(Problem set):
1 - In the cluster lensing summary, what kind of cluster catalog serves as the case study?
2 - Rewrite the paragraph of the cluster lensing summary that begins "Significance. If the model proves" as a short list of its main points.

(Source excerpt):
>>>>
Summary. The manuscript presents a forward analytical model for the impact of optical selection biases due to line-of-sight projection effects on galaxy cluster lensing profiles. It introduces a scale-dependent parametrization of the optical cluster bias whose small- and large-scale behavior is set by the amplitude of projection effects, and expresses the two-halo term via contributions from off-axis halos along the line of sight. As a case study on a DES Y3-like cluster catalog validated against simulated samples, the model is stated to capture the dependence of the two-halo component on richness boosts induced by projections, its evolution with richness and redshift, and to recover the overall bias in the projected density profile relative to a randomly selected sample with the same mass distribution, thereby linking selection biases directly to cosmology and survey specifications.

Significance. If the model proves fully predictive with the projection amplitude derived independently, the work would provide a valuable analytical framework for correcting projection-induced biases in optical cluster lensing and clustering analyses. This could enable more robust cosmological constraints from surveys like DES by replacing empirical corrections with a methodology tied to underlying halo distributions and survey properties.
<<<<
(Stored data):
>>>>
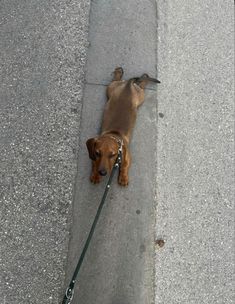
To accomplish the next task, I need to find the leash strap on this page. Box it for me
[62,145,122,304]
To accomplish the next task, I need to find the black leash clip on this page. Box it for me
[62,287,74,304]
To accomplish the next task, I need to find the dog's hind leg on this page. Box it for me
[112,67,124,81]
[106,67,124,99]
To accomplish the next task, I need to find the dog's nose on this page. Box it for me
[99,169,107,176]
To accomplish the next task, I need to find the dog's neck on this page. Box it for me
[101,131,124,147]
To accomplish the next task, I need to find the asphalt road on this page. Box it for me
[0,0,90,304]
[0,0,234,304]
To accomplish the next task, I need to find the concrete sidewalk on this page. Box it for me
[0,0,234,304]
[63,0,160,304]
[155,0,234,304]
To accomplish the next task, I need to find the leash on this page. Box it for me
[62,146,122,304]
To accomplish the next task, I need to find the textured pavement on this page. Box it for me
[155,0,235,304]
[0,0,234,304]
[0,0,90,304]
[63,0,158,304]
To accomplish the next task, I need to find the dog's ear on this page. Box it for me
[86,138,96,160]
[136,74,161,89]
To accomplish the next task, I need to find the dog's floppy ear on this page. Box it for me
[86,138,96,160]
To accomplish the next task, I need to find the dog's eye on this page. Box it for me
[109,153,116,158]
[95,151,100,157]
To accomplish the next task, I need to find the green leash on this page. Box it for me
[62,145,122,304]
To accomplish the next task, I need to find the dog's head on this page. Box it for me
[86,136,119,176]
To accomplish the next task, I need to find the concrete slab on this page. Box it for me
[156,0,234,304]
[0,0,90,304]
[63,1,160,304]
[65,85,156,304]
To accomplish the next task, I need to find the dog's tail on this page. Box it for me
[129,74,161,89]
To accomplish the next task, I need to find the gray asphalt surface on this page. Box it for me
[0,0,90,304]
[155,0,234,304]
[0,0,234,304]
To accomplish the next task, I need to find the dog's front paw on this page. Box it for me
[90,174,101,184]
[118,174,129,187]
<<<<
(Task-by-task solutions):
1 - A DES Y3-like cluster catalog, validated against simulated samples.

2 -
- Condition: the model must prove fully predictive, with the projection amplitude derived independently.
- Benefit: it would give an analytical framework for correcting projection-induced biases in optical cluster lensing and clustering analyses.
- Outcome: surveys like DES could get more robust cosmological constraints.
- How: empirical corrections would be replaced by a method tied to underlying halo distributions and survey properties.